--- Start Records to process ---
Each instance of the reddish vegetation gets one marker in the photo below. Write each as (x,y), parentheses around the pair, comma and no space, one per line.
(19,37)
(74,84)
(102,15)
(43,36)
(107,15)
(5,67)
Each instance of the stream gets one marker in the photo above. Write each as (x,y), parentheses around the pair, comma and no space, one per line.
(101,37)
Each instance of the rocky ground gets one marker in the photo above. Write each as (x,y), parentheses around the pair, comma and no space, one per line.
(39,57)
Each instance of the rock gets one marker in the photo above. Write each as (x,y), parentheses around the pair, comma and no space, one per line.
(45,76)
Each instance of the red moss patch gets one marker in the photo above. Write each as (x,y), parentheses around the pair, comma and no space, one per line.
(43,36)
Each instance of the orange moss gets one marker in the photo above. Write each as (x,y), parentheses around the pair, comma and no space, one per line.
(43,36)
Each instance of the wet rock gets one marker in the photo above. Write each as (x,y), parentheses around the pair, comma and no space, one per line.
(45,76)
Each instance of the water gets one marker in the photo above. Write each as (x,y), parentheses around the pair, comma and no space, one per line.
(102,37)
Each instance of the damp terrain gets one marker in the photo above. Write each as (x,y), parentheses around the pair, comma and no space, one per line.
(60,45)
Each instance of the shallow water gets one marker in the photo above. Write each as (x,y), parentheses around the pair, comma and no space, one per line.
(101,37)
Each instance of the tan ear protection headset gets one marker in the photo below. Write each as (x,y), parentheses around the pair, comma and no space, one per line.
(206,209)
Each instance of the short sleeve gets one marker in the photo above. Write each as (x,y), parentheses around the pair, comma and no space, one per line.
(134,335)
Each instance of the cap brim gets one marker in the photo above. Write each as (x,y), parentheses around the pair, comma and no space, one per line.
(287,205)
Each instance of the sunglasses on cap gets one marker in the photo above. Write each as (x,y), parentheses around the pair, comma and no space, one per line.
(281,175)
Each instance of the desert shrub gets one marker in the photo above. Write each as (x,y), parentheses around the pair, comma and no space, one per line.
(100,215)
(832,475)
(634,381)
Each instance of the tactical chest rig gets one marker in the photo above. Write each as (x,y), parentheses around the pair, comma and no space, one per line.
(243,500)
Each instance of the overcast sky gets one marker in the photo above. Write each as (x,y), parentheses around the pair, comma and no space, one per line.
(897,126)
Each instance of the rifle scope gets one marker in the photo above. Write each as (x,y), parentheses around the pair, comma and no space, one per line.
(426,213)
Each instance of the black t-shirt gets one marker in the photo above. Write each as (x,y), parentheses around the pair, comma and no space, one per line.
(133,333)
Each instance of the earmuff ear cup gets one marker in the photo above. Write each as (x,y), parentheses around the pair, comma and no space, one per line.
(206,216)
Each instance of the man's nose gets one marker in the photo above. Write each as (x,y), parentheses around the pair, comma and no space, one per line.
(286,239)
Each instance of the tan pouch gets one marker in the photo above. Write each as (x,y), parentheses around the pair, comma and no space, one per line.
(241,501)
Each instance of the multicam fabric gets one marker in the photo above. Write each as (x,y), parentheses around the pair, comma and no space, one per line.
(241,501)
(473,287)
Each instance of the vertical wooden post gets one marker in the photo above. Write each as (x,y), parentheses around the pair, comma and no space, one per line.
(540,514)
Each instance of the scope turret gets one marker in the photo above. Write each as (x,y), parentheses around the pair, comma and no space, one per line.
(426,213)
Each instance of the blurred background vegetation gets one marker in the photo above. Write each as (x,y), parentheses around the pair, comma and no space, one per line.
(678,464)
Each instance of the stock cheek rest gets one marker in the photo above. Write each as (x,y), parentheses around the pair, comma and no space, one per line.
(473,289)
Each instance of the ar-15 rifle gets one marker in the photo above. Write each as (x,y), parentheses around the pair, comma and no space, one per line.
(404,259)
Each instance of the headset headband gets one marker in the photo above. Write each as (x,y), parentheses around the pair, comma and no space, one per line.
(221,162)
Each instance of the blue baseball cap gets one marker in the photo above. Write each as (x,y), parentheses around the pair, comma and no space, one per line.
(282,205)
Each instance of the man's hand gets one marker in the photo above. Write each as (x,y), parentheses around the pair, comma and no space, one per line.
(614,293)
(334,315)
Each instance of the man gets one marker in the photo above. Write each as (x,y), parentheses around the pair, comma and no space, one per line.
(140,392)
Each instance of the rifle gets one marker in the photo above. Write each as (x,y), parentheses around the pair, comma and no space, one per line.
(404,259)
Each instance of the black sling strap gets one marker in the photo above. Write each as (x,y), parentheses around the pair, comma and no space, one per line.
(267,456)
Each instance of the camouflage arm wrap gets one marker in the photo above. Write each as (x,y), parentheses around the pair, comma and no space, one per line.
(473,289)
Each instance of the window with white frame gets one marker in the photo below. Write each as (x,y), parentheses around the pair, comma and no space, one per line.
--- End Records to process ---
- The request: Quote the listing in full, please, keeping every line exact.

- Worked answer:
Each instance of the reddish vegetation gets one marker in the photo below. Write each as (x,y), parentheses around the pair, comma and no space, one per line.
(19,37)
(74,84)
(102,15)
(43,36)
(107,15)
(5,67)
Each instance of the stream gets one marker in the photo above. Write each as (x,y), parentheses around the pair, comma and no space, one per line.
(101,37)
Each instance of the rocky ground gets one marker in the photo above. Write each as (x,y), parentheses around the pair, comma and no space, one per line.
(39,57)
Each instance of the rock gets one marker in the photo above. Write each as (x,y), parentheses around the pair, comma and no space, one per line.
(45,76)
Each instance of the red moss patch gets one marker in the photo above. Write each as (x,y), parentheses around the pair, comma and no space, one per line.
(43,36)
Each instance of the orange moss gets one marker in the photo above. Write each as (x,y), parentheses around the pair, comma and no space, one per line.
(43,36)
Each instance of the wet rock gets one marker in the photo above. Write each as (x,y), parentheses around the pair, comma and no space, one per line.
(45,76)
Each instance of the water gets one marker in the photo above. Write each as (x,y), parentheses around the pair, comma and no space, one per line.
(102,37)
Each instance of the damp terrain gets one marker in the photo above. Write each as (x,y), parentheses around the pair, comma and no space, one per line.
(60,45)
Each instance of the shallow water gets one marker in the photo above. Write each as (x,y), parentheses around the pair, comma and no space, one per line.
(101,37)
Each instance of the tan ear protection headset gets one marker in the photo below. Write each as (x,y), parentheses around the pair, comma and no space, one per line.
(206,209)
Each instance of the short sleeve gets one marker in the photo above. Write each as (x,y), parentheses around the pair, comma and no space, one per line.
(134,335)
Each instance of the cap brim gets one marker in the photo above. Write each as (x,y), parentheses around the pair, comma and no space, one per line.
(287,205)
Each instance of the sunglasses on cap gets one marker in the photo above. Write each as (x,y), parentheses around the pair, comma and no space, one per line.
(281,175)
Each instance of the desert shrub gets one marker in the photo above. Write each as (x,y), parentheses around the pair, comma and no space, one per line.
(100,215)
(832,475)
(634,381)
Each instance of the tactical chest rig gets one marker in the photo above. Write each as (x,y), parentheses around the pair, comma and no space, one per line.
(243,500)
Each instance of the overcast sky gets one marker in the photo above. Write each as (x,y), parentheses around the pair, comma and no space, one per line.
(897,126)
Each instance of the rifle scope gets one marker in the photo above. Write each as (x,y), parentheses around the pair, comma and no space, one per line.
(426,213)
Each instance of the black t-shirt gets one marker in the photo above. Write each as (x,y), parentheses around the pair, comma and no space, one per line.
(133,333)
Each instance of the earmuff ear cup gets one marker in the photo above. Write each as (x,y), parentheses around the pair, comma and no space, one per line.
(206,216)
Each instance of the man's nose gets one marker in the photo above. Write each as (x,y), parentheses around the pair, comma and no space, one per line.
(286,239)
Each instance of the tan pouch gets one marker in the photo above. Write each as (x,y), parentheses around the pair, comma and no space, one per line.
(241,501)
Each instance of the multicam fabric gets one marker in the photo above. Write each as (x,y), parentheses around the pair, comma and no space, one per line.
(241,501)
(473,287)
Each instance of the vertical wooden post gets one marker in the photo above. Write each as (x,y), parentheses around the pair, comma and no space, one per line.
(540,514)
Each instance of the scope turret gets one marker in the photo above. Write each as (x,y), parentheses around the pair, comma and no space, one per line.
(426,213)
Each instance of the blurred background vegetation gets one marker in the photo above. Write each as (x,y), parentheses around the pair, comma and no space, one per line.
(678,464)
Each instance of the stock cheek rest gets one marker in the photo above. Write each as (x,y), parentheses around the pair, comma and no space, one per line.
(473,289)
Each instance of the ar-15 rifle gets one marker in the photo above. Write each as (x,y), parentheses around the pair, comma and no space, one per line.
(404,259)
Each instance of the headset headband gets one marker in the photo above. Write each as (x,y), parentheses around the pair, comma and no space, one per line.
(221,162)
Each instance of the blue baseball cap gets one marker in the photo above. Write each as (x,y), parentheses around the pair, comma and no space, one per line.
(282,205)
Each instance of the man's hand gets one marker in the photo above. Write each as (x,y), parentheses around the pair, comma and no space, one per line.
(614,293)
(334,315)
Each instance of the man gets one marker in the photo above. Write each as (x,y), parentheses around the pair, comma and no space, one per line.
(140,392)
Each instance of the rifle gets one marker in the photo above. Write each as (x,y), parentheses around the pair, comma and no space, one per line.
(404,259)
Each instance of the black sling strap gets one marker in the photo above. Write each as (x,y), parentheses around the pair, comma and no space, one per line.
(267,456)
Each instance of the camouflage arm wrap gets one marker in the photo above. Write each as (x,y), parentheses around the pair, comma and no space, one per line.
(473,289)
Each instance of the window with white frame gets one marker in the photo below. Write each as (x,y), parentheses around the pair, comma and no space, one per line.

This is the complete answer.